GIVEN EXERCISE:
Retype the material below verbatim, reproducing every line without alteration.

─── RECORDS SUPPLIED

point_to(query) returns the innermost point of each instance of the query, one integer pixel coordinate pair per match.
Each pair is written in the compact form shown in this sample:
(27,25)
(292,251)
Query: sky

──────

FULL RESPONSE:
point_to(query) returns the innermost point of each instance of the query, one integer pixel coordinate pair per match.
Each pair is written in the compact form shown in this sample:
(27,25)
(292,251)
Query: sky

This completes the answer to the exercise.